----- LISTING

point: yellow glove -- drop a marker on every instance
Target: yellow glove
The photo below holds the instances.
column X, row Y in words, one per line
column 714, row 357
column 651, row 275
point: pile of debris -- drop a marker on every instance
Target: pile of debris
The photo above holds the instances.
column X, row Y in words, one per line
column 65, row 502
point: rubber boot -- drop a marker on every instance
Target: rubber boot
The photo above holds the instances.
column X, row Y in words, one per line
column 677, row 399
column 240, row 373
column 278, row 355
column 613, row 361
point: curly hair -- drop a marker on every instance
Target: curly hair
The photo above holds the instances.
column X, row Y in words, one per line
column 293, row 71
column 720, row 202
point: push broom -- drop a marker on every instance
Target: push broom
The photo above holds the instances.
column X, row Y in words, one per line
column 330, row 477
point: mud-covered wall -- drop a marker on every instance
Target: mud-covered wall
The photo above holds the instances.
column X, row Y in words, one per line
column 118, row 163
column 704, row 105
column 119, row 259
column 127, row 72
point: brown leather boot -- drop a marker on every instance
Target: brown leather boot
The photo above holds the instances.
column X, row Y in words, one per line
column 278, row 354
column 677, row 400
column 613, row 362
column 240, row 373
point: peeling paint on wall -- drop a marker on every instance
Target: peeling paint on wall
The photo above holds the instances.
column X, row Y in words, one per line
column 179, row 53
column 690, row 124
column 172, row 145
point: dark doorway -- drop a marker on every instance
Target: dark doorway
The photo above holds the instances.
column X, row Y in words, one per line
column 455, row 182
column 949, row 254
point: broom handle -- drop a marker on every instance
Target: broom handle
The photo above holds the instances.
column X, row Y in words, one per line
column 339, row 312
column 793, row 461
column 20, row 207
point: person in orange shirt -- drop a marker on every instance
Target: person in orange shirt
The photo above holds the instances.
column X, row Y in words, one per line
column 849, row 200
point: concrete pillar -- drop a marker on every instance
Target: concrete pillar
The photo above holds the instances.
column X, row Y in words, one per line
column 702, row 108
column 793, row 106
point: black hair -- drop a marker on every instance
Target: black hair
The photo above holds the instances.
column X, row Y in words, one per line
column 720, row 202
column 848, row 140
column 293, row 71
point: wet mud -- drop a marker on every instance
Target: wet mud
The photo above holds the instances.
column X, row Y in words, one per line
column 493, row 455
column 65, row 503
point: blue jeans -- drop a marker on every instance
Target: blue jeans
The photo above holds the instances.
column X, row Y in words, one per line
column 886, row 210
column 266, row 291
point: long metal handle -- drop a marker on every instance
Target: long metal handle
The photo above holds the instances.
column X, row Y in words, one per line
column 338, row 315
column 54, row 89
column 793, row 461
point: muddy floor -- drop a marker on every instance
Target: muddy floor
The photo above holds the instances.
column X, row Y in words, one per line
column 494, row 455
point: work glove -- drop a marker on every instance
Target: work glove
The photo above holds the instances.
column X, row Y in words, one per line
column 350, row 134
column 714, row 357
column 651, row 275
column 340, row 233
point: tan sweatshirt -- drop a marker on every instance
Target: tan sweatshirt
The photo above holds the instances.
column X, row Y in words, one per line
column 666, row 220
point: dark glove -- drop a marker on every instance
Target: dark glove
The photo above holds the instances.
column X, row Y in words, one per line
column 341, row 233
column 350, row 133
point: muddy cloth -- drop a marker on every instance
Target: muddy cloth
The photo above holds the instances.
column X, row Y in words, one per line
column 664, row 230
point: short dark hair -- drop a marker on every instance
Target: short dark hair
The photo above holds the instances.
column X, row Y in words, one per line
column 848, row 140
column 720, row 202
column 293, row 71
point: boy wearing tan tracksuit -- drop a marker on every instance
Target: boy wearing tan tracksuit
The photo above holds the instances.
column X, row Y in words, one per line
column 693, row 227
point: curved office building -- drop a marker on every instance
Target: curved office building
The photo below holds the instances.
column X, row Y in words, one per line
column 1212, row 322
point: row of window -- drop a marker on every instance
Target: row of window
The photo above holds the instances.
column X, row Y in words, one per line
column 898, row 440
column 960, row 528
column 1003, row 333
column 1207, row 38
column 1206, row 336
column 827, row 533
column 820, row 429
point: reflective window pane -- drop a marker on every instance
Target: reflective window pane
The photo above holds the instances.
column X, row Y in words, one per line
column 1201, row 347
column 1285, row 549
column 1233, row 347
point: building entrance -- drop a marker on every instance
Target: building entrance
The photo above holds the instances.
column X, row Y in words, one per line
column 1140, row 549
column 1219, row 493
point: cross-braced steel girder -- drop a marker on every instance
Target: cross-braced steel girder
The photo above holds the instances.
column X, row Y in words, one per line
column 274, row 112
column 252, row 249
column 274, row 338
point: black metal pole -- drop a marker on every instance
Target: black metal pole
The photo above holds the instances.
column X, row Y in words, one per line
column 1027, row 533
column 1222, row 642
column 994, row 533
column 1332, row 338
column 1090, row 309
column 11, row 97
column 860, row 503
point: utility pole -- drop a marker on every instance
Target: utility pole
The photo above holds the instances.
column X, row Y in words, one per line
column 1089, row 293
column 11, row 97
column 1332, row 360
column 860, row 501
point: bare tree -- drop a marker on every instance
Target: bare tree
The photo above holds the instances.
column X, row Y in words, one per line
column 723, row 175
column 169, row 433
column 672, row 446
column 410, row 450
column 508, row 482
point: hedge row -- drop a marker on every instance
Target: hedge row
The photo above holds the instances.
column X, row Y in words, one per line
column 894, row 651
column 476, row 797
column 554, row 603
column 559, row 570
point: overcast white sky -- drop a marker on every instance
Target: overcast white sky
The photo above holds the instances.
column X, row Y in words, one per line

----------

▶ **WHAT THIS TASK INVOLVES**
Rewrite the entries between the line holding "point: muddy floor" and the line holding "column 1212, row 322", inclusive, changing every "drop a marker" to "place a pin" and leaving everything else untouched. Return only those lines.

▶ **ANSWER BELOW**
point: muddy floor -- place a pin on every instance
Target: muddy floor
The photo above holds the instances.
column X, row Y in words, one per line
column 494, row 455
point: work glove -- place a pin on every instance
Target: work glove
The photo above holds the instances.
column X, row Y in words, one per line
column 350, row 134
column 714, row 357
column 651, row 275
column 340, row 233
point: tan sweatshirt -- place a pin on every instance
Target: tan sweatshirt
The photo above holds the instances.
column X, row Y in words, one per line
column 666, row 220
point: dark glove -- place a pin on every instance
Target: dark glove
The photo above holds the instances.
column X, row Y in words, one per line
column 341, row 233
column 350, row 133
point: muddy cloth -- place a pin on every instance
Target: muddy cloth
The photo above holds the instances.
column X, row Y in words, one per line
column 664, row 230
point: short dark hair -- place a pin on every instance
Target: short dark hair
The photo above holds the instances.
column X, row Y in words, one per line
column 848, row 140
column 720, row 202
column 293, row 71
point: boy wearing tan tracksuit -- place a pin on every instance
Target: boy wearing tan tracksuit
The photo above holds the instances.
column X, row Y in words, one per line
column 693, row 227
point: curved office building -- place a pin on every instance
Target: curved office building
The photo below holds the instances.
column X, row Y in words, one per line
column 1212, row 322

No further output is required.